Provided information:

_ _ _ _ _

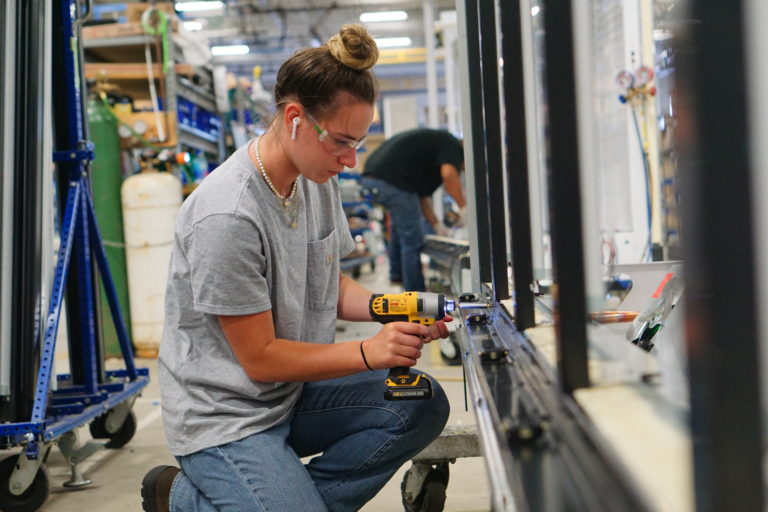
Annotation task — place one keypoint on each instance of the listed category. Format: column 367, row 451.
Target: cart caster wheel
column 117, row 439
column 31, row 499
column 431, row 497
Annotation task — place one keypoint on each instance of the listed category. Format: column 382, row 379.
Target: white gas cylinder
column 151, row 201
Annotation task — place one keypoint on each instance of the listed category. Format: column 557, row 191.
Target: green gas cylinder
column 106, row 180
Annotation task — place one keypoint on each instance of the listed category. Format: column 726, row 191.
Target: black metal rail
column 540, row 448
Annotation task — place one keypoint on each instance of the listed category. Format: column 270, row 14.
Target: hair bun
column 354, row 47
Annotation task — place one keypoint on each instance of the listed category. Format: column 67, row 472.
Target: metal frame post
column 518, row 196
column 721, row 310
column 565, row 197
column 493, row 160
column 474, row 144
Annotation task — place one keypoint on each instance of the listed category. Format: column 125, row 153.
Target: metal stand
column 88, row 394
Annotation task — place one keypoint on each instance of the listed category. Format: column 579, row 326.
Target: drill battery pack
column 401, row 384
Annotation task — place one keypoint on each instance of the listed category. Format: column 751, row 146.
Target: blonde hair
column 353, row 47
column 315, row 76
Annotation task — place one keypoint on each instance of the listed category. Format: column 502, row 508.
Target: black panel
column 725, row 388
column 29, row 158
column 565, row 197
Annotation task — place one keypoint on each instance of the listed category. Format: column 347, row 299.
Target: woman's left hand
column 439, row 329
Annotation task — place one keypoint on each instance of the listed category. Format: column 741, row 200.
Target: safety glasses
column 336, row 145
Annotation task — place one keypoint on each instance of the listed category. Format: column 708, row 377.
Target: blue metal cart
column 88, row 394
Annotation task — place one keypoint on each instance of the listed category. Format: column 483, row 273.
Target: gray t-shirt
column 234, row 254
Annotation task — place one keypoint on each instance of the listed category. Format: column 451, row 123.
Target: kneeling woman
column 250, row 376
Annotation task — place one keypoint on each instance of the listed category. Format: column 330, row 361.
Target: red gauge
column 643, row 75
column 625, row 80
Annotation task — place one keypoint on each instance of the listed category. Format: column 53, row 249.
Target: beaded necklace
column 289, row 204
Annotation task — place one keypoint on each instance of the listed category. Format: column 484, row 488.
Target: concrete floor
column 117, row 474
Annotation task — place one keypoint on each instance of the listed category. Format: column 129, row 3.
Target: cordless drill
column 415, row 307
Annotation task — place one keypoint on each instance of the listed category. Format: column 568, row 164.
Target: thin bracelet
column 363, row 354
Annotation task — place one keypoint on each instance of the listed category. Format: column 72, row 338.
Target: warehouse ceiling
column 274, row 29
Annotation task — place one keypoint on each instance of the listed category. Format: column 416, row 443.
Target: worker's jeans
column 362, row 440
column 407, row 235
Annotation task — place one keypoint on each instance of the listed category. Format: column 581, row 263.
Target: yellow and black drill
column 415, row 307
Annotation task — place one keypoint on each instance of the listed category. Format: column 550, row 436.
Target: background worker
column 403, row 173
column 250, row 378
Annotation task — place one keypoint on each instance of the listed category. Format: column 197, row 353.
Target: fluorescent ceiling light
column 193, row 25
column 210, row 5
column 372, row 17
column 235, row 49
column 392, row 42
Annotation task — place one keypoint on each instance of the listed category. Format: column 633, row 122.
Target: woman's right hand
column 396, row 344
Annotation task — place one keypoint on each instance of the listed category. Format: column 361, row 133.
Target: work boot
column 156, row 488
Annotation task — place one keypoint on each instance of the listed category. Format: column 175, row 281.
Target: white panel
column 756, row 12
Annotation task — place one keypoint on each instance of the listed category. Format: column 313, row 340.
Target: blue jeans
column 407, row 240
column 361, row 440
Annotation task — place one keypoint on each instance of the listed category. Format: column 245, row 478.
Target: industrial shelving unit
column 116, row 52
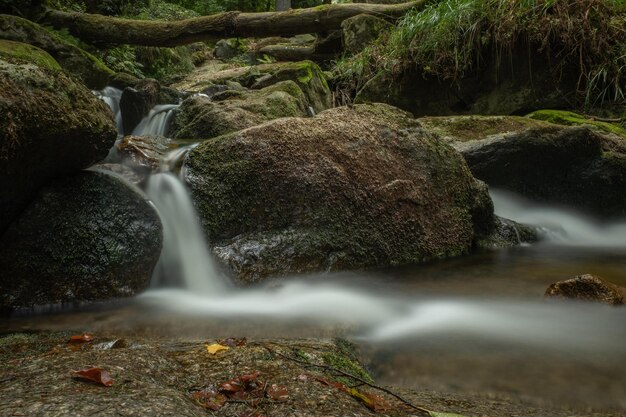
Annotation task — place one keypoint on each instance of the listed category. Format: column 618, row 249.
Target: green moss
column 23, row 52
column 568, row 118
column 347, row 365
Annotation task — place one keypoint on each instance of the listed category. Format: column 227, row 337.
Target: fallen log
column 113, row 30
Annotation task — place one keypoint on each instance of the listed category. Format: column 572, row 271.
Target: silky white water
column 112, row 96
column 157, row 121
column 562, row 226
column 187, row 282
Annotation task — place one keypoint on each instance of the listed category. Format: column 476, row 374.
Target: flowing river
column 477, row 323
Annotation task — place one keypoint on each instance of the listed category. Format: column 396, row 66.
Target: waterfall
column 185, row 259
column 112, row 96
column 157, row 121
column 561, row 226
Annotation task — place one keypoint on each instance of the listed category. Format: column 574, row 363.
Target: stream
column 474, row 324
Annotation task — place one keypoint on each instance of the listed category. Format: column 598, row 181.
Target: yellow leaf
column 215, row 347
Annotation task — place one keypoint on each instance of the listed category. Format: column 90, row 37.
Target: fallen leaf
column 97, row 375
column 241, row 383
column 233, row 342
column 210, row 399
column 215, row 347
column 277, row 393
column 81, row 338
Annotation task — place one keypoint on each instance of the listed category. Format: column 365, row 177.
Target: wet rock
column 589, row 288
column 136, row 103
column 232, row 110
column 50, row 125
column 359, row 31
column 86, row 237
column 306, row 74
column 508, row 233
column 573, row 166
column 229, row 48
column 350, row 188
column 72, row 59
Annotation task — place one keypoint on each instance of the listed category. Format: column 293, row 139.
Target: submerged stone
column 588, row 288
column 351, row 188
column 86, row 237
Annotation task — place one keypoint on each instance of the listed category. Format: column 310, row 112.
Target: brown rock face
column 587, row 287
column 347, row 189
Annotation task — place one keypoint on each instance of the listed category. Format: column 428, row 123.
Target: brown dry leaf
column 81, row 338
column 233, row 342
column 210, row 399
column 97, row 375
column 215, row 347
column 277, row 393
column 241, row 383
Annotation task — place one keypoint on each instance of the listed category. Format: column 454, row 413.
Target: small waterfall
column 185, row 259
column 157, row 121
column 561, row 226
column 112, row 96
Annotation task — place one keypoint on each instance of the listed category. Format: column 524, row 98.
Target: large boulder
column 351, row 188
column 50, row 125
column 200, row 117
column 85, row 237
column 588, row 288
column 573, row 166
column 74, row 60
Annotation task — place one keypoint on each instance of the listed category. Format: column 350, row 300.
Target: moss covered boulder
column 351, row 188
column 85, row 237
column 574, row 166
column 306, row 74
column 200, row 117
column 74, row 60
column 50, row 125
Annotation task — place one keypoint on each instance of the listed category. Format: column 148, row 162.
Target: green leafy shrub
column 451, row 38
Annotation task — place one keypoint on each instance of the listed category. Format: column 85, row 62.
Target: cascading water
column 112, row 97
column 157, row 121
column 561, row 226
column 186, row 262
column 185, row 259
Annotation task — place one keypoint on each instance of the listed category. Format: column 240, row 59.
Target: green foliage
column 123, row 59
column 451, row 38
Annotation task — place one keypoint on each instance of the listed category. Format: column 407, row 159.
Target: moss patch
column 569, row 118
column 22, row 52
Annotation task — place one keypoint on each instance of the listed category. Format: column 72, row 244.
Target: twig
column 349, row 375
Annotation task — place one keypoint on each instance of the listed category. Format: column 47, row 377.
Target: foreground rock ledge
column 351, row 188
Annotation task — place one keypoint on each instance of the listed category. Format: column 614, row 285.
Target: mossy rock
column 566, row 165
column 50, row 126
column 568, row 118
column 229, row 111
column 71, row 58
column 85, row 237
column 24, row 53
column 351, row 188
column 467, row 128
column 306, row 74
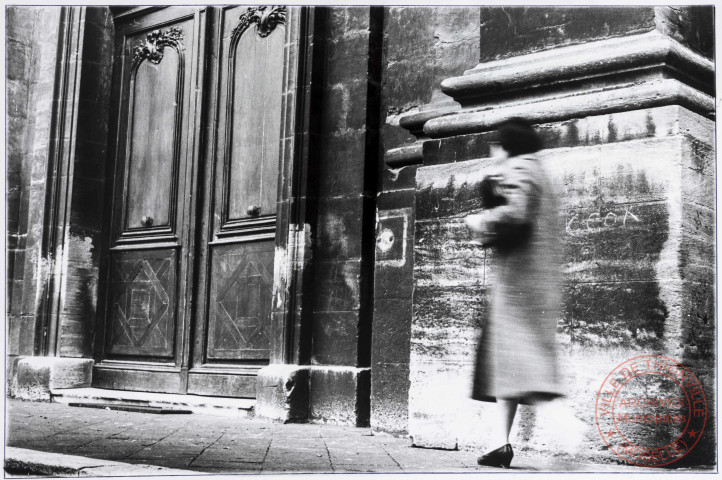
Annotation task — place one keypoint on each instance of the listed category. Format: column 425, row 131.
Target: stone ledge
column 37, row 376
column 579, row 105
column 605, row 57
column 282, row 393
column 34, row 463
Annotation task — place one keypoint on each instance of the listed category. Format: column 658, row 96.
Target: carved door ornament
column 266, row 18
column 155, row 44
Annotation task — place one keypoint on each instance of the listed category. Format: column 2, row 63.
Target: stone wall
column 32, row 38
column 626, row 208
column 622, row 98
column 422, row 46
column 59, row 87
column 347, row 174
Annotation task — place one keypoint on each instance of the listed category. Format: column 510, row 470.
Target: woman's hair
column 517, row 137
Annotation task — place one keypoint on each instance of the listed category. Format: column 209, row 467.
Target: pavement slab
column 112, row 441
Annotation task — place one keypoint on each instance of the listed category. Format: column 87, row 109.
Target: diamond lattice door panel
column 241, row 302
column 189, row 254
column 142, row 316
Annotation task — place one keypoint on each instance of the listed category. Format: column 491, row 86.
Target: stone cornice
column 616, row 75
column 611, row 100
column 578, row 62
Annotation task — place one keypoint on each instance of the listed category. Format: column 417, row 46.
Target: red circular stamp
column 651, row 410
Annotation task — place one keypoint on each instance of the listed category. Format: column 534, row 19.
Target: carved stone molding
column 155, row 43
column 266, row 18
column 615, row 75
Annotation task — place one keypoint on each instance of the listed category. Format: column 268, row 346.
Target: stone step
column 220, row 406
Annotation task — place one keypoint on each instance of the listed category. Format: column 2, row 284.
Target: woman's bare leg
column 505, row 412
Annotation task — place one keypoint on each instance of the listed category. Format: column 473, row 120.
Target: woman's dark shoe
column 501, row 457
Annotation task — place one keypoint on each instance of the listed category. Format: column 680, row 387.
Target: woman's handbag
column 505, row 235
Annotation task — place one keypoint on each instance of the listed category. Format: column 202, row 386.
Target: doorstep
column 220, row 406
column 25, row 463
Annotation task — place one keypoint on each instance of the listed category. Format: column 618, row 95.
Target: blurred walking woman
column 516, row 359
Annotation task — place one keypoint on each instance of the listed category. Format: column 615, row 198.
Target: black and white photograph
column 359, row 238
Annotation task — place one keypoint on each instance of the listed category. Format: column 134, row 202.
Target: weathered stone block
column 342, row 151
column 510, row 31
column 339, row 229
column 390, row 397
column 37, row 376
column 335, row 338
column 630, row 236
column 340, row 395
column 337, row 286
column 392, row 330
column 282, row 393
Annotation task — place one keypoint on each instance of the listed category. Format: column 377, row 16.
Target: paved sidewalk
column 212, row 444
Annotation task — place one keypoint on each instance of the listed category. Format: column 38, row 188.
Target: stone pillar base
column 282, row 393
column 340, row 395
column 36, row 376
column 313, row 393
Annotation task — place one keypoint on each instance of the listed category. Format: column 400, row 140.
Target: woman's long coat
column 516, row 357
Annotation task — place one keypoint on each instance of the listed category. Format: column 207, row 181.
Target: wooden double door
column 188, row 261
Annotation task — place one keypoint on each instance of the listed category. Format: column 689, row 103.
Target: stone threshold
column 24, row 463
column 207, row 405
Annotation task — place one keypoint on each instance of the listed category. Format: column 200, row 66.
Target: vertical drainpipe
column 372, row 169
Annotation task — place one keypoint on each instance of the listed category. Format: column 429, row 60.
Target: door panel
column 163, row 58
column 142, row 307
column 155, row 101
column 256, row 73
column 240, row 302
column 145, row 330
column 232, row 335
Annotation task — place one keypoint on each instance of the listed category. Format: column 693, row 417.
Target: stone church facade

_ _ _ _ _

Goal of the exercise: Would you please set down the lines from the one with "Target: stone threshold" to the end of the data above, exactly and without any other lines?

Task result:
Target: stone threshold
column 24, row 463
column 207, row 405
Annotation task — place one keypoint on each instance of the listed category. Format: column 200, row 66.
Target: vertical drainpipe
column 372, row 169
Annotation task — place one keypoint on each instance of the listed category. Format: column 429, row 60.
Target: door panel
column 163, row 58
column 142, row 307
column 155, row 101
column 256, row 73
column 240, row 302
column 145, row 330
column 232, row 335
Annotation task — place one keypoint on each instance of the listed category. Format: column 693, row 417.
Target: stone church facade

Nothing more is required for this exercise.